— START Supplied information —

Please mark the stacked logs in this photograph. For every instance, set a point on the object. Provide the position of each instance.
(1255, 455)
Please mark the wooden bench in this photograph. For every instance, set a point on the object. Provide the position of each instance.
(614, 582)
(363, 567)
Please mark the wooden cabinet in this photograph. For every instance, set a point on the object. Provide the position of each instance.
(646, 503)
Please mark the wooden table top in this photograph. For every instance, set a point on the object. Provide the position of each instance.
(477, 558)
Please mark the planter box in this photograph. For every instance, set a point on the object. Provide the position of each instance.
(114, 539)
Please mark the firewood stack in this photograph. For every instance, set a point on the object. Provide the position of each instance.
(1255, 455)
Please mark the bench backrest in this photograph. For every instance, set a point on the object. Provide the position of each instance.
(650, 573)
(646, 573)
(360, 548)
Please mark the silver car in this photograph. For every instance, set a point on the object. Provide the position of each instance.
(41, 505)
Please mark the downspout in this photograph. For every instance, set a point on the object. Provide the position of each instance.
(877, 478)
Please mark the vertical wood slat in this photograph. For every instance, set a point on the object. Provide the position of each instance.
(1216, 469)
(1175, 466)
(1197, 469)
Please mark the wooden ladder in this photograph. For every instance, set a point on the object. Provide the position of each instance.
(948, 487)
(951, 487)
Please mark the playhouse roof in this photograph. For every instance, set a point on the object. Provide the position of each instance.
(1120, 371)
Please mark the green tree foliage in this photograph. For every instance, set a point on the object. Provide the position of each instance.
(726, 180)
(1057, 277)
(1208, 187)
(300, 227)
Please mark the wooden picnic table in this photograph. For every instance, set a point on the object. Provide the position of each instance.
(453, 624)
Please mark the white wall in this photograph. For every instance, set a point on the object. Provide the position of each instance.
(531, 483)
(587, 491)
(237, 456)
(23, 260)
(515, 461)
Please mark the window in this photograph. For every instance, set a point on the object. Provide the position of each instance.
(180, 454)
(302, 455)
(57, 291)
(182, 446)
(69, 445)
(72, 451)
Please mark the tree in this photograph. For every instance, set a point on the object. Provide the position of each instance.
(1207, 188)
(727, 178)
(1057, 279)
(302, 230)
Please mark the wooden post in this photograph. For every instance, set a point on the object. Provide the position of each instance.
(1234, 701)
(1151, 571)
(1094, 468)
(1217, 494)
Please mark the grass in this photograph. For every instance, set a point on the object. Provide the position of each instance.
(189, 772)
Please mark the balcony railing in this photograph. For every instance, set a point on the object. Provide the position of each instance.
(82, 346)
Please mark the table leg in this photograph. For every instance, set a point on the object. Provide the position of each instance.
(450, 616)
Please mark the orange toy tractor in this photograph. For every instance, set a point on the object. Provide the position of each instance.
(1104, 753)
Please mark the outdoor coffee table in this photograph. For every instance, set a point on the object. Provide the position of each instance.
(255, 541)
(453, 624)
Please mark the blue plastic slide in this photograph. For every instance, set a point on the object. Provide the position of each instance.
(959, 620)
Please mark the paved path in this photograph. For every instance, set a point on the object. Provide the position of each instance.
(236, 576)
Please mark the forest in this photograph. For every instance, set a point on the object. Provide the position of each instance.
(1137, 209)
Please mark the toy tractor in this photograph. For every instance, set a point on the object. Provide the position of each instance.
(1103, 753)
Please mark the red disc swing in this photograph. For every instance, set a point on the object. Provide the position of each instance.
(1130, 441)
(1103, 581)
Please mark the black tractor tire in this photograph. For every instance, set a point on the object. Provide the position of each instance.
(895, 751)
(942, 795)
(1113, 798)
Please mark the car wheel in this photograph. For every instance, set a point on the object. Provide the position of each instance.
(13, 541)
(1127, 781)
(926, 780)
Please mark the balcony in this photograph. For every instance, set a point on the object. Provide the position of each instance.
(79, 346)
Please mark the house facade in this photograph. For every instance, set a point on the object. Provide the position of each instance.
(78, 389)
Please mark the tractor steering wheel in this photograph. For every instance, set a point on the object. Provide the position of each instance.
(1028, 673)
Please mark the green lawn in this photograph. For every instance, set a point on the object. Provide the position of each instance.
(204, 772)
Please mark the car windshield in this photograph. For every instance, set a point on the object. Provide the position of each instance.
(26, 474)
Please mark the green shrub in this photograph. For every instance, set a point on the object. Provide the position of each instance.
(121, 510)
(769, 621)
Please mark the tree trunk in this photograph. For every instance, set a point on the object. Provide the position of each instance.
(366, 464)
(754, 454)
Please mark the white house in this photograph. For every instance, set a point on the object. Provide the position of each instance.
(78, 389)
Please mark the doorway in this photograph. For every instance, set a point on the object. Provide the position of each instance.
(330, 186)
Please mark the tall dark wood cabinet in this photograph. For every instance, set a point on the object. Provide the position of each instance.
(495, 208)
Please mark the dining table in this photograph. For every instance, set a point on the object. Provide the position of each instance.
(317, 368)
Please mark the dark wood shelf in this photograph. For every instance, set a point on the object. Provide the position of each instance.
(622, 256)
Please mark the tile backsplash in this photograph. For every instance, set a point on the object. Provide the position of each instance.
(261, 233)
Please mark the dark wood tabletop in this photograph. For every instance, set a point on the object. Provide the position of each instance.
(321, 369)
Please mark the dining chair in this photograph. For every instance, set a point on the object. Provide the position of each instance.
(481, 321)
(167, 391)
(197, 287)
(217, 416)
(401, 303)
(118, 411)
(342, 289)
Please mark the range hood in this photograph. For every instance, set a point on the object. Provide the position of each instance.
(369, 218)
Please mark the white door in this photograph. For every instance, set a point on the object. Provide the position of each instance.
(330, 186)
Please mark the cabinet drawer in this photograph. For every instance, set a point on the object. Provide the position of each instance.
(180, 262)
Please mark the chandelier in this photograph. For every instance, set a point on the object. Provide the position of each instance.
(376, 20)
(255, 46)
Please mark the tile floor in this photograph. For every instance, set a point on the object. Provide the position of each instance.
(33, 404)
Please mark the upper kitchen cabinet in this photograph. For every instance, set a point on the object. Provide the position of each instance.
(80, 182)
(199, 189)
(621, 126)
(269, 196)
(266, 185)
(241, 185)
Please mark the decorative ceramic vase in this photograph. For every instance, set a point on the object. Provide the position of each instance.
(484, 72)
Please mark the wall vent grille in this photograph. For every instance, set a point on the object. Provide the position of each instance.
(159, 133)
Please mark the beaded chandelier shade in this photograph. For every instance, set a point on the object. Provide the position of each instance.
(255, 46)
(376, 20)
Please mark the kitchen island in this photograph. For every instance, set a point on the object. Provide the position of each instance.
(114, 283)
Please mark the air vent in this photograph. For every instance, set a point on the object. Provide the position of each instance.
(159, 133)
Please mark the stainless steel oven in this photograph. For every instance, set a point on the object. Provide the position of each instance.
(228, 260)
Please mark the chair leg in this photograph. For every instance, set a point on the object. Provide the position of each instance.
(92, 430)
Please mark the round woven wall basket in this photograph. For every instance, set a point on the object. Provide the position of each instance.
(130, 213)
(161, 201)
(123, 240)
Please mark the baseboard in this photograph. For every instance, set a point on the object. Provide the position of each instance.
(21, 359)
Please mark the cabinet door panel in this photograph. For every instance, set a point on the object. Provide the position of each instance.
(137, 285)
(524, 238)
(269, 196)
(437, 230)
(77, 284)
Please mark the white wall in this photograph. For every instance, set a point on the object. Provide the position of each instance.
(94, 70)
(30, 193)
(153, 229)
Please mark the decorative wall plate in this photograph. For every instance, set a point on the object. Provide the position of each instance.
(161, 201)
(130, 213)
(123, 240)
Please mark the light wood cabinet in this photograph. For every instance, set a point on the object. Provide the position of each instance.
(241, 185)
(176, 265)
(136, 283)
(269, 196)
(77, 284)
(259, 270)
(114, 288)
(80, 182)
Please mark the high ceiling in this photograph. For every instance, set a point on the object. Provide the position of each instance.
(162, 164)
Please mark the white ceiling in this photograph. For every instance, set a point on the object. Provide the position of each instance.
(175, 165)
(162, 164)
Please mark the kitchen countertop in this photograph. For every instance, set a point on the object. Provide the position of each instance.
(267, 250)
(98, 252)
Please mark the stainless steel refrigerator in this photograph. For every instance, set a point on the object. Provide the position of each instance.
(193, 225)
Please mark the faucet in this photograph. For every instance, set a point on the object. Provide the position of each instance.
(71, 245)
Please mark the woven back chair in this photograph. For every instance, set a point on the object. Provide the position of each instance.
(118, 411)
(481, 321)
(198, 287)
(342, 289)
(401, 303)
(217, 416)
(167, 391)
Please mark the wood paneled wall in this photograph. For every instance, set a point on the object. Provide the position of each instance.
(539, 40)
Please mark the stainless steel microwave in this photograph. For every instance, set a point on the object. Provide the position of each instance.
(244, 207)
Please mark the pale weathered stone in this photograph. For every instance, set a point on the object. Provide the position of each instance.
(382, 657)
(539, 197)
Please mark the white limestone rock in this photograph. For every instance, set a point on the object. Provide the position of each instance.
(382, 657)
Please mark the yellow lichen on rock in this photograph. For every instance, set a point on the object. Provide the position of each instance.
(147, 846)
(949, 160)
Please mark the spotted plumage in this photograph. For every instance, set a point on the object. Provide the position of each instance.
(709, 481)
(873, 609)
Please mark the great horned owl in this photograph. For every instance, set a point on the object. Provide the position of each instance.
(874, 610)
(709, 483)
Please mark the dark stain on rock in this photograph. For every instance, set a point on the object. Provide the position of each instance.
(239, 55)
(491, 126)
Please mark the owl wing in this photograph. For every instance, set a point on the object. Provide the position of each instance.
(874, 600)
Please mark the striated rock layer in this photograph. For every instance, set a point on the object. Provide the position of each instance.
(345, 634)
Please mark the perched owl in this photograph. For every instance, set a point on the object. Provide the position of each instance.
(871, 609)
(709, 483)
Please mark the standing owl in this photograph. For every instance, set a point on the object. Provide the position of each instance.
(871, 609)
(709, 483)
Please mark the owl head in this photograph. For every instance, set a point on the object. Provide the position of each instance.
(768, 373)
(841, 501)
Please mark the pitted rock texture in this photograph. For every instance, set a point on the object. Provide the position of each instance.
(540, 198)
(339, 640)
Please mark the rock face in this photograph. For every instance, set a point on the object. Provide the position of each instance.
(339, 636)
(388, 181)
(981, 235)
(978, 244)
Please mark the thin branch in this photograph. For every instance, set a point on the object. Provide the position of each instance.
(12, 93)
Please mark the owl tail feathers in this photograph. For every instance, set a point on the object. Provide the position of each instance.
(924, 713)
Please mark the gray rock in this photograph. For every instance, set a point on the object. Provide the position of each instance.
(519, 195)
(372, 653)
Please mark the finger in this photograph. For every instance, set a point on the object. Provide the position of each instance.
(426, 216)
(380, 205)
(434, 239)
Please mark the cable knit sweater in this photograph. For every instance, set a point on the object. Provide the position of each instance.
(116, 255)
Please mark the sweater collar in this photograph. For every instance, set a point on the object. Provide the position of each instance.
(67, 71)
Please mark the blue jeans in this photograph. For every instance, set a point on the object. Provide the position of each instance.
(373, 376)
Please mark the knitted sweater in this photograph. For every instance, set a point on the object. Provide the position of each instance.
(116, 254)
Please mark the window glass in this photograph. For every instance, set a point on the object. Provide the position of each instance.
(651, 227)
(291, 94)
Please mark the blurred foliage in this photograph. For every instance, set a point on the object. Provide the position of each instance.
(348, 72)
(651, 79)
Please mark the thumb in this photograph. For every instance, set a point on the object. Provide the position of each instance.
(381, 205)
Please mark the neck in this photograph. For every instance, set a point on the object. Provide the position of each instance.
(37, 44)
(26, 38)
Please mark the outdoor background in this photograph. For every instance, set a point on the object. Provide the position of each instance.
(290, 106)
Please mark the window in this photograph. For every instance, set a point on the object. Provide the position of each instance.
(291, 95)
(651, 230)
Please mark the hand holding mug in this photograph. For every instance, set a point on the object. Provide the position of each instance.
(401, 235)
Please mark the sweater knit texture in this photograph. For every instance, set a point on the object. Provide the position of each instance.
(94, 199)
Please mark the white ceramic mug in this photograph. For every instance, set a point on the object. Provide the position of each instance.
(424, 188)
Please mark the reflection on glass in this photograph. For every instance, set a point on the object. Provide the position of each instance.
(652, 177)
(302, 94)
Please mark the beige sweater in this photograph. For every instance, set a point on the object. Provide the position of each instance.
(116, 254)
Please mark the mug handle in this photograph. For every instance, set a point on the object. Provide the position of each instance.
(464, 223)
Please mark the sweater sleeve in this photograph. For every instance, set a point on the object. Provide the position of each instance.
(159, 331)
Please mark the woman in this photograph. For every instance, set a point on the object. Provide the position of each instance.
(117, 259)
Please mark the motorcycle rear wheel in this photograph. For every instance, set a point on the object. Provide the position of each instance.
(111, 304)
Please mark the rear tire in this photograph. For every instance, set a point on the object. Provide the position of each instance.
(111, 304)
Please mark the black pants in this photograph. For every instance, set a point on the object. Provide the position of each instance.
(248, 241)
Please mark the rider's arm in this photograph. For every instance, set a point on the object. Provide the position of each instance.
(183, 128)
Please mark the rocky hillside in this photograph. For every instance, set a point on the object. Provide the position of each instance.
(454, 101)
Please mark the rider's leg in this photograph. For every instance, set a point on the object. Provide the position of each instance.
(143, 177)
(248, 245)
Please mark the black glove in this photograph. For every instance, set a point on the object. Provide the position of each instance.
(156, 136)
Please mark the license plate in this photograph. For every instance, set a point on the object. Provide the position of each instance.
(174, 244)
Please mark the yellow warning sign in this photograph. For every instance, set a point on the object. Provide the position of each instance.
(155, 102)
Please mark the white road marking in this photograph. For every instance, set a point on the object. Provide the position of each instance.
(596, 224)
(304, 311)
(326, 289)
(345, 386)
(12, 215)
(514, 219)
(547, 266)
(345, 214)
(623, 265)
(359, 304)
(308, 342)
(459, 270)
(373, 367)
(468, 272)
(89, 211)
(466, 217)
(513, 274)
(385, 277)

— END Supplied information —

Please swap "downspout" for "drainpipe" in the listing from its first line through the line with "(1197, 469)", and write out those lines with nothing else changed.

Full solution =
Please mark the stacked logs in this photograph. For every instance, set a point on the object. Provide the position of each instance.
(1255, 455)
Please mark the wooden bench in this photograph. For every instance, set a point on the object. Provide the position of each instance.
(614, 582)
(363, 567)
Please mark the wooden cabinet in this photograph. For every instance, set a point on the object. Provide the position of each instance.
(646, 503)
Please mark the wooden table top in this photograph. For every instance, set a point on the object. Provide the position of each instance.
(477, 558)
Please mark the planter box in this photograph. For every instance, set a point on the object. Provide the position of each instance.
(114, 539)
Please mark the firewood stack in this photograph. For every instance, set a point on the object. Provide the position of each instance.
(1255, 455)
Please mark the bench backrest in this photograph. For every instance, set a point on the object. Provide the position of each instance.
(650, 573)
(646, 573)
(360, 548)
Please mark the silver car in this photograph. For every instance, set a point on the object. Provide the position of each instance.
(41, 505)
Please mark the drainpipe in this photograph. For every instance, set a point on the object. Provide the position of each instance.
(877, 478)
Please mark the vertical wood slat in this photograph. For every instance, set a point on the object. Provide the position of each instance.
(1216, 469)
(1175, 466)
(1197, 469)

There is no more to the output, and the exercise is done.